Stored records
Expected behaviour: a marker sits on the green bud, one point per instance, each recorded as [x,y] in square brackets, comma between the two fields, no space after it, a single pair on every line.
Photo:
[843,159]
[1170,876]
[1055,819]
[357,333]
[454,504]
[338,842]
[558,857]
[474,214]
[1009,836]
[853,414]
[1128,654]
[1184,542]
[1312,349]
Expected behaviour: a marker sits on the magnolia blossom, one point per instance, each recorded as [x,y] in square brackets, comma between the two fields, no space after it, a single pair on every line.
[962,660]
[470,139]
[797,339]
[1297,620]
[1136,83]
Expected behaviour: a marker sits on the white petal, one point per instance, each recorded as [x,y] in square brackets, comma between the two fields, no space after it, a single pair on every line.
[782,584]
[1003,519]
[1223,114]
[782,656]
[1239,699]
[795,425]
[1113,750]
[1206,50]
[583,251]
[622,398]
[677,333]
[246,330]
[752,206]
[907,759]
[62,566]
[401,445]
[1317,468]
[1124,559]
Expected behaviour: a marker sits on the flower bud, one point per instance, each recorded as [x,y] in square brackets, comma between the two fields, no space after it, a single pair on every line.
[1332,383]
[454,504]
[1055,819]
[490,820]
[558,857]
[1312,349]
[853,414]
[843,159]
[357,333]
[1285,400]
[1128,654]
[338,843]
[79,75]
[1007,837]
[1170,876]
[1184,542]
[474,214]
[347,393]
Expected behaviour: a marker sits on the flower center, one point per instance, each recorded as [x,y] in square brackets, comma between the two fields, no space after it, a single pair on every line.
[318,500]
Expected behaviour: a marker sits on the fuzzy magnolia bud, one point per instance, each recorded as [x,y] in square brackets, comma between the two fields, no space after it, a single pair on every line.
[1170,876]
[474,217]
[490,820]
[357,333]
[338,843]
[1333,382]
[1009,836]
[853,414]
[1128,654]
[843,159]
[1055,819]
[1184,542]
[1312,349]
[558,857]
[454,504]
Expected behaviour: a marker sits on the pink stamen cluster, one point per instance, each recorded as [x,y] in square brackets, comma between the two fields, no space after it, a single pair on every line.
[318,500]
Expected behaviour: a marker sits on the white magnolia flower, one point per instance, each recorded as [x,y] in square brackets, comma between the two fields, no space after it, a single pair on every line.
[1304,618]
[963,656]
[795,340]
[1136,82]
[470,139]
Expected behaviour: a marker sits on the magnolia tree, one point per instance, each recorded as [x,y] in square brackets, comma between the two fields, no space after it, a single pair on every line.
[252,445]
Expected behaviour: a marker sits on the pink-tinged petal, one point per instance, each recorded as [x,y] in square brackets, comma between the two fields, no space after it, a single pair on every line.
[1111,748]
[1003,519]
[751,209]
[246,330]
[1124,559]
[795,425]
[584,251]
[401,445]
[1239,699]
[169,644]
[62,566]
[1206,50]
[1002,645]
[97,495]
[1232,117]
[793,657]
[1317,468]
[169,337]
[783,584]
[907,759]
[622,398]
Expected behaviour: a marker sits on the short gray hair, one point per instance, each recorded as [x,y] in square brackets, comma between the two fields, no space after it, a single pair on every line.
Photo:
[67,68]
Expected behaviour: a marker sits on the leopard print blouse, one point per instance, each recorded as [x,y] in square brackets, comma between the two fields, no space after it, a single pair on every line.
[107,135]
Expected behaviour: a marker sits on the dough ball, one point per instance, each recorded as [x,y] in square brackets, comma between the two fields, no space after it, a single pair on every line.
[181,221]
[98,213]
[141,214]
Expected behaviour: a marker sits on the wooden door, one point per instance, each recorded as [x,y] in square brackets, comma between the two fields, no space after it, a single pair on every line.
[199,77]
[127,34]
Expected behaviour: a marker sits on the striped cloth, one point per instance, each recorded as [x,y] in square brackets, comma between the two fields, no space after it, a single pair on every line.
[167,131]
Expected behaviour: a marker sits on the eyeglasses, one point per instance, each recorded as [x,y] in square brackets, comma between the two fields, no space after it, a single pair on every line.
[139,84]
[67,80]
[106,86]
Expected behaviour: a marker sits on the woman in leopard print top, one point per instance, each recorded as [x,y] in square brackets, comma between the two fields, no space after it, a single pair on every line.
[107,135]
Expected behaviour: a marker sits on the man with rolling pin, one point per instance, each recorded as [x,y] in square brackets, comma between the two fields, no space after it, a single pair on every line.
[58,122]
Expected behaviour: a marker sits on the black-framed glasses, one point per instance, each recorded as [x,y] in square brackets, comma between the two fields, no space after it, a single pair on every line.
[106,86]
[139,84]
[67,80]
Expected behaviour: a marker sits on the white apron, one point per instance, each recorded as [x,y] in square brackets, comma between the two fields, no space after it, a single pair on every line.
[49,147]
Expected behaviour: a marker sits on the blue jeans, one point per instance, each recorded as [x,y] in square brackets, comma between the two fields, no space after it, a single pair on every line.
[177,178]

- Work to be completed
The lines to reproduce run from the line containing "Expected behaviour: a marker sits on the man" to the end of the listing; write them out exactly and add nothing.

- Task output
Expected behaviour: a marker sits on the man with rolling pin, one point per instance, each recorded as [x,y] in square brackets, comma between the two fields, no space after it, a single pair on every line.
[58,122]
Expected behaviour: a marker sits on the black-framed glasses, one point per instance, each recorded as [x,y] in square brackets, comma between the two fields, no space after it, a single pair on every line.
[106,86]
[139,84]
[67,80]
Expected behaviour: a marker sits on the white apron, one point per instance, each recorded as [x,y] in square brackets, comma between the two fields, no space after it, a single pair on every line.
[49,147]
Expected behaviour: a marker sits on the blue jeans, one point per instance, each recorded as [x,y] in square brackets, comma between the two fields, no space after it, a single pair on every line.
[177,178]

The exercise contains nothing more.